Requirement: Reproduce the material from its first line through the line containing "[102,306,260,378]", with both ends included, and omit the pictures.

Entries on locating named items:
··········

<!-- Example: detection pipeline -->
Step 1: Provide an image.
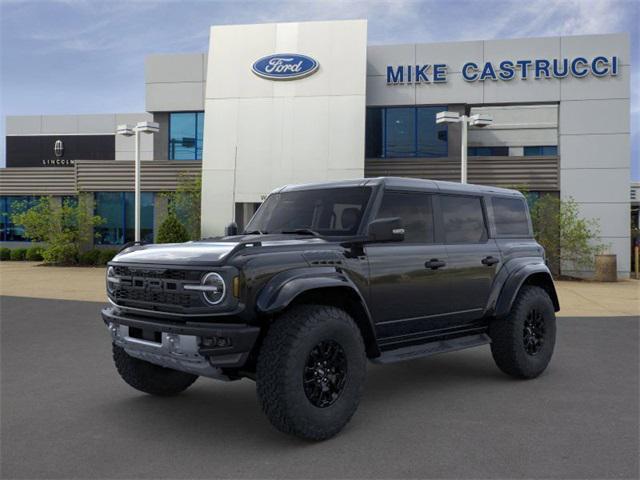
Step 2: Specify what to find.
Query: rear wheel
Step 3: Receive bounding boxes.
[489,285,556,378]
[257,305,366,440]
[113,345,198,397]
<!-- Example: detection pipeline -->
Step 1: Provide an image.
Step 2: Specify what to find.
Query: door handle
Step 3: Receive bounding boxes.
[482,255,500,267]
[424,258,446,270]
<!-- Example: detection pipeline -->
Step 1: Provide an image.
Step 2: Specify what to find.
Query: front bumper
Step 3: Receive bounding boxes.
[102,306,260,378]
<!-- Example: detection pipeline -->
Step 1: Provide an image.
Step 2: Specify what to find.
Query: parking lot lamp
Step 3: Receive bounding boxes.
[116,122,160,242]
[436,112,493,183]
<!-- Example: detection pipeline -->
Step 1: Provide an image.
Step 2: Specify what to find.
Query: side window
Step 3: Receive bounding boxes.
[377,191,434,243]
[491,197,531,237]
[440,195,487,243]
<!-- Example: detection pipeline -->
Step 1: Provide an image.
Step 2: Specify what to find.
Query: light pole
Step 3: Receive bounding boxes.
[436,112,493,183]
[116,122,160,242]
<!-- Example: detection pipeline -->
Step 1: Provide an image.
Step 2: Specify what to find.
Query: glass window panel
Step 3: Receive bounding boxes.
[523,147,542,157]
[2,196,38,242]
[385,107,416,157]
[491,197,531,237]
[95,192,124,245]
[169,112,197,160]
[440,195,487,243]
[365,107,384,158]
[377,192,434,243]
[416,107,449,158]
[196,112,204,160]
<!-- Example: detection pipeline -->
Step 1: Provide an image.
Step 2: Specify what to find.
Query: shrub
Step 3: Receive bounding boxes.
[161,172,202,243]
[42,243,80,265]
[11,195,104,264]
[96,248,118,265]
[10,248,27,261]
[79,248,101,265]
[158,213,189,243]
[531,195,605,273]
[25,247,42,262]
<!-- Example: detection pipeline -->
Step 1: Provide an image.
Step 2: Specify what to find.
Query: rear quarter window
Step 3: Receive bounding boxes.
[491,197,531,237]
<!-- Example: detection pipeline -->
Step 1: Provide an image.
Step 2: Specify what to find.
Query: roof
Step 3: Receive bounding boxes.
[272,177,522,196]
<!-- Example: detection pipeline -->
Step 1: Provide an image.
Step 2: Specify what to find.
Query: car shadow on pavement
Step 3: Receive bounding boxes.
[101,349,508,444]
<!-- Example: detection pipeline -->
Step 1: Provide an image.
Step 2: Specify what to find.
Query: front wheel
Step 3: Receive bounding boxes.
[257,305,366,440]
[489,285,556,379]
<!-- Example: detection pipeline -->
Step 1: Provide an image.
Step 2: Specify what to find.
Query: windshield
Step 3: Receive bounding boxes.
[245,187,371,236]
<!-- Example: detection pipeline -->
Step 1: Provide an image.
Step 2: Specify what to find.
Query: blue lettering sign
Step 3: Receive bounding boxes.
[571,57,589,78]
[251,53,319,80]
[387,65,404,83]
[462,62,478,82]
[416,65,429,83]
[433,63,447,83]
[387,55,620,84]
[498,60,516,80]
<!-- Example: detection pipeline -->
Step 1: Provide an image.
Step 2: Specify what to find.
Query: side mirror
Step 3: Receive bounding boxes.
[367,217,404,243]
[224,222,238,237]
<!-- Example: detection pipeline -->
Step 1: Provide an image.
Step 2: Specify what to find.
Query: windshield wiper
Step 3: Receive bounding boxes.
[280,228,322,237]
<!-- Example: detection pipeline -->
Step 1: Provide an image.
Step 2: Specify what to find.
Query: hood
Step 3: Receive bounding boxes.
[113,235,326,265]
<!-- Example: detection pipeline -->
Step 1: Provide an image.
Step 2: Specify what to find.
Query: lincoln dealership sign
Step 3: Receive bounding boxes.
[251,53,319,80]
[387,55,620,85]
[6,134,116,167]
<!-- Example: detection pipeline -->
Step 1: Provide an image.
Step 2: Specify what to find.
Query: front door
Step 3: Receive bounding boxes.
[365,191,449,340]
[439,195,501,323]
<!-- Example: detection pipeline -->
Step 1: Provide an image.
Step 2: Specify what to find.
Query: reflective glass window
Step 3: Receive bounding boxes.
[416,107,449,158]
[491,197,531,237]
[385,108,416,157]
[440,195,487,243]
[169,112,204,160]
[376,192,434,243]
[0,196,39,242]
[95,192,154,245]
[524,145,558,157]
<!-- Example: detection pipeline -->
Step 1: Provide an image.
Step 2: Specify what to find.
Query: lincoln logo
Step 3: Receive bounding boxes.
[53,140,64,158]
[251,53,319,80]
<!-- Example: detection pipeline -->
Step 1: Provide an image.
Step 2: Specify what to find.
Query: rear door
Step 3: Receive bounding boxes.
[439,194,501,323]
[365,190,449,339]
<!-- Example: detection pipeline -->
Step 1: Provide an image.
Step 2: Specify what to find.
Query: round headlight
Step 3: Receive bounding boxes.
[107,267,116,293]
[202,272,226,305]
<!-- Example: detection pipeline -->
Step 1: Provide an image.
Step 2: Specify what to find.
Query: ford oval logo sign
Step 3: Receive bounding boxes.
[251,53,319,80]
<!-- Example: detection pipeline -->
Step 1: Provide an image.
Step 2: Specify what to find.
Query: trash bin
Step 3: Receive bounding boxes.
[594,254,618,282]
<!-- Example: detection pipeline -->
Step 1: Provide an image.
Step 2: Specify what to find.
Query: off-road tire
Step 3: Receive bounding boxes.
[113,345,198,397]
[256,305,367,440]
[489,285,556,379]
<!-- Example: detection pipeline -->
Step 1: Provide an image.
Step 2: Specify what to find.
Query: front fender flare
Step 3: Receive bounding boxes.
[256,267,364,318]
[495,263,560,318]
[256,267,380,358]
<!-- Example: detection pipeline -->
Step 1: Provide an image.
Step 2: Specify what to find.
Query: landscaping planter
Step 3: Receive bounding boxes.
[594,254,618,282]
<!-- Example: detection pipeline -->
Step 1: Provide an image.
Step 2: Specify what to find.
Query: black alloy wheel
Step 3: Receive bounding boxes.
[303,340,347,408]
[522,308,544,355]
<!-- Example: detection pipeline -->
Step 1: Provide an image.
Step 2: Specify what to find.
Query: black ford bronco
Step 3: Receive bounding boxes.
[102,178,559,440]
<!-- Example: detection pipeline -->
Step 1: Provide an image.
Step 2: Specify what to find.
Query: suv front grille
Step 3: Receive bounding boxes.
[112,265,206,313]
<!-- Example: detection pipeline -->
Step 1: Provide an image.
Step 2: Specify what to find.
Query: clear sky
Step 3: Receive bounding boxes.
[0,0,640,180]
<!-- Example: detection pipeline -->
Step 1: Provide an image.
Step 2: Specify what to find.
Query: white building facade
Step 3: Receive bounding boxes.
[0,20,637,277]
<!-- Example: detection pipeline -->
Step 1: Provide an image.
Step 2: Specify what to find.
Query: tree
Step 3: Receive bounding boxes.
[531,195,606,273]
[11,196,104,264]
[157,213,189,243]
[164,173,202,240]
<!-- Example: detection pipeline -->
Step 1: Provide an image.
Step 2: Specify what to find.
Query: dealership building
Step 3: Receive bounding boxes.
[0,20,631,276]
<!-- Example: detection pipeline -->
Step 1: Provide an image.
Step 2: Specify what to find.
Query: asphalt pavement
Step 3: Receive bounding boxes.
[0,297,639,479]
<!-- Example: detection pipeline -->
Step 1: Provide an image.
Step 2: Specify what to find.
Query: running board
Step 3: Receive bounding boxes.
[372,333,491,363]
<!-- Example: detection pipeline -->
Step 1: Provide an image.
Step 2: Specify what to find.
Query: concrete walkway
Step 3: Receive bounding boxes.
[0,262,640,317]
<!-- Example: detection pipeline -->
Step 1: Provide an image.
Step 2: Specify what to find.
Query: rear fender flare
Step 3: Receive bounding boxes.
[495,263,560,318]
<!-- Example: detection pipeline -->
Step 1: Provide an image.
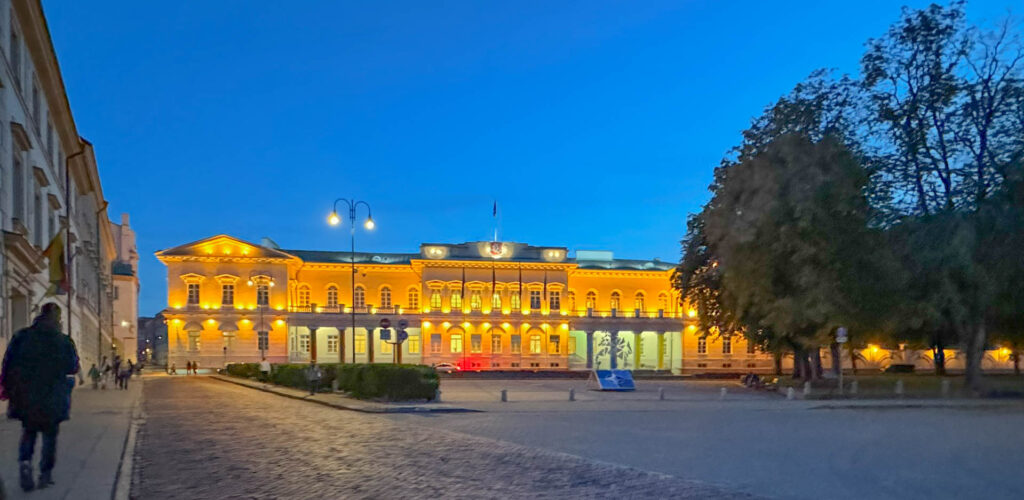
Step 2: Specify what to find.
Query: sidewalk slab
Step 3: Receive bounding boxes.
[214,375,479,413]
[0,377,142,499]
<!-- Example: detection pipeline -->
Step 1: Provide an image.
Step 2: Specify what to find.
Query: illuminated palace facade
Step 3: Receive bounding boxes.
[157,236,771,373]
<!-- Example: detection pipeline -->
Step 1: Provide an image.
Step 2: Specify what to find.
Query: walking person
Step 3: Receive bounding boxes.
[0,302,79,491]
[306,361,323,395]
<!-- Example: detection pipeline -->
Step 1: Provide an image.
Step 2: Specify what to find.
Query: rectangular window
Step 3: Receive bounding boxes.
[529,335,541,355]
[185,283,199,305]
[529,290,541,309]
[548,290,562,310]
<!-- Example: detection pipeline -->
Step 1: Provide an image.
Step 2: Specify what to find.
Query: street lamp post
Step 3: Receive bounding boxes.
[327,198,375,364]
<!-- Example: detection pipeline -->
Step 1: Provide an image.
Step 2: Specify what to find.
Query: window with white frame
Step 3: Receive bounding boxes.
[529,335,541,355]
[327,285,338,307]
[220,283,234,307]
[352,285,367,309]
[529,290,541,310]
[185,283,200,305]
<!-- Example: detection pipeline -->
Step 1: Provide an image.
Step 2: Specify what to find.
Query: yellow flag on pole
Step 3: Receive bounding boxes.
[43,231,68,296]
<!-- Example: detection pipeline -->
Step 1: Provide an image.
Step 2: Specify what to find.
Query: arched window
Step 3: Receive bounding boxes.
[406,288,420,309]
[352,285,367,307]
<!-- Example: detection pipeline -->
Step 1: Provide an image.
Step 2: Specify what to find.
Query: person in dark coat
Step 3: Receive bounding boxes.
[0,302,79,491]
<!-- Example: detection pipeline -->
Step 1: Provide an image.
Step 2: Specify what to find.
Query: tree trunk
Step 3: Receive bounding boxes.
[961,324,987,395]
[828,342,843,377]
[933,337,946,376]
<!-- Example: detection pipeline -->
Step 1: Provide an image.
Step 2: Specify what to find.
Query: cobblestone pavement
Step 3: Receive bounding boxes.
[132,377,750,500]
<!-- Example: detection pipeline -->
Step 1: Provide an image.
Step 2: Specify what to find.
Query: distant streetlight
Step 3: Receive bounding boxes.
[327,198,377,363]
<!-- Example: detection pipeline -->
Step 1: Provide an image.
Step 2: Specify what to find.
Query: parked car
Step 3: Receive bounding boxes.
[434,363,462,373]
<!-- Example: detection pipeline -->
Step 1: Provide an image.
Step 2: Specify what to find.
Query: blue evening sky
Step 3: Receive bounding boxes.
[43,0,1020,316]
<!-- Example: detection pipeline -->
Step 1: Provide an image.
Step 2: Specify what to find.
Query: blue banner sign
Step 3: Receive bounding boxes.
[594,370,637,390]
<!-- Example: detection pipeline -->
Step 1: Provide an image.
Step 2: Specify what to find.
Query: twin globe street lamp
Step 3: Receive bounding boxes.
[327,198,376,364]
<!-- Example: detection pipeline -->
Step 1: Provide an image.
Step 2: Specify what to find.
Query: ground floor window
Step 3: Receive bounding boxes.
[529,335,541,355]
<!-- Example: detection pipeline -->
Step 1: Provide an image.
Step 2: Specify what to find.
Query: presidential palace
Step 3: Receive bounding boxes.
[157,235,1007,374]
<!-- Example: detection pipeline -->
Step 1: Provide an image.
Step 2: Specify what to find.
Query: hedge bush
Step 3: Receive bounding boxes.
[224,363,440,401]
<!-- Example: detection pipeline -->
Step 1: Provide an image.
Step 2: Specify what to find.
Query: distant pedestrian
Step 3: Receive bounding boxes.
[259,357,270,382]
[89,363,103,389]
[0,302,79,491]
[306,361,324,395]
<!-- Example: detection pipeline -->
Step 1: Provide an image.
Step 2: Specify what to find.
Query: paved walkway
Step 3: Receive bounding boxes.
[0,377,142,500]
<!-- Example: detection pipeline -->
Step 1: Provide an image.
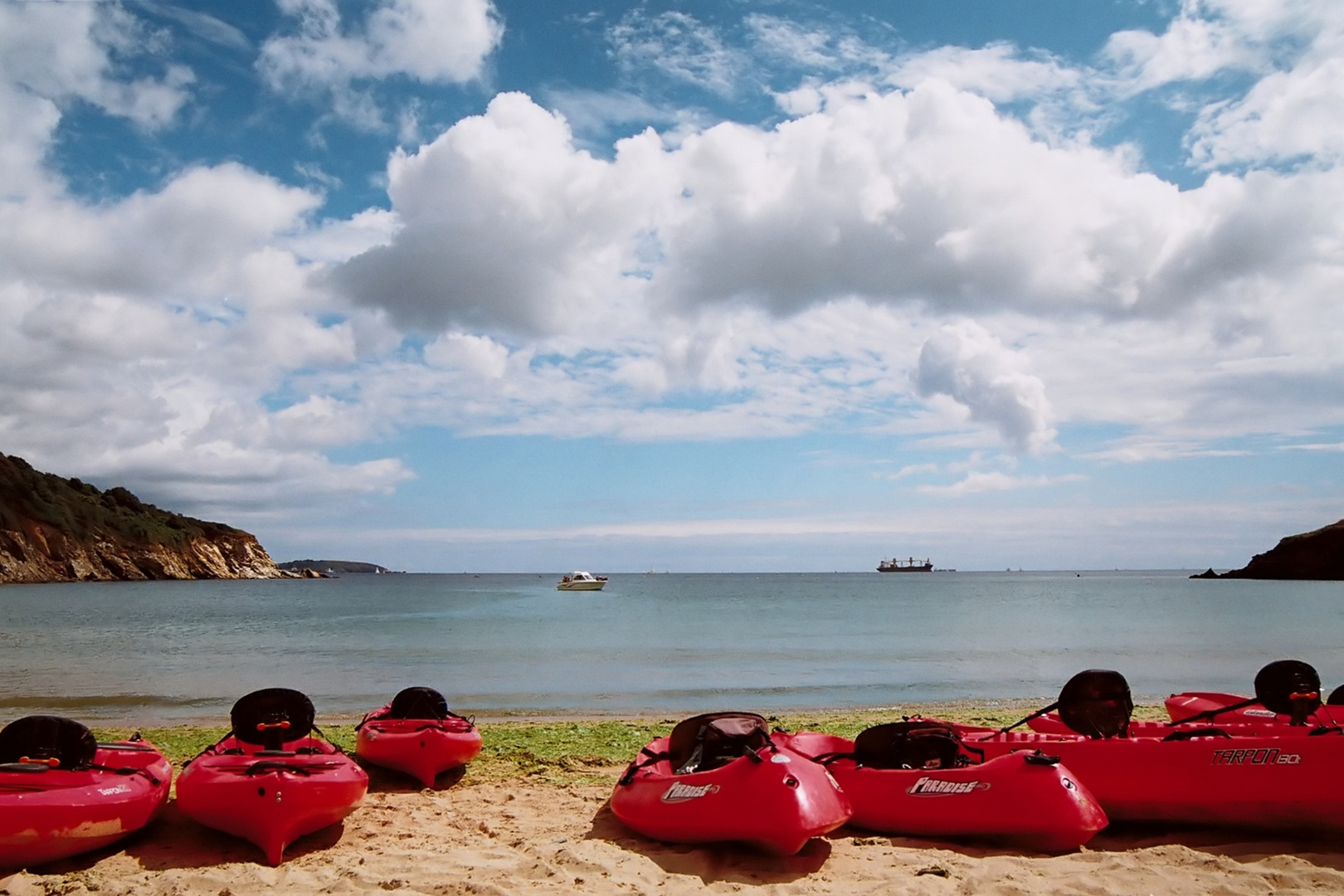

··········

Correct response:
<!-- Example: detection pipeline -->
Step 1: Provide an image.
Step 2: Specify what to find.
Query: rear wheel
Step 3: Receive bounding boxes.
[489,285,556,378]
[257,305,366,440]
[113,345,198,397]
<!-- Example: detection pipeline -->
Step 1: Provide an image.
Step 2: Specify what to find.
Query: door handle
Step 3: Receive bounding boxes.
[482,255,500,267]
[424,258,446,270]
<!-- Example: detection pipeline -->
Step 1: Provide an image.
Step 2: Specify what to find.
Query: front bumper
Step 3: Receive bounding boxes.
[102,306,260,378]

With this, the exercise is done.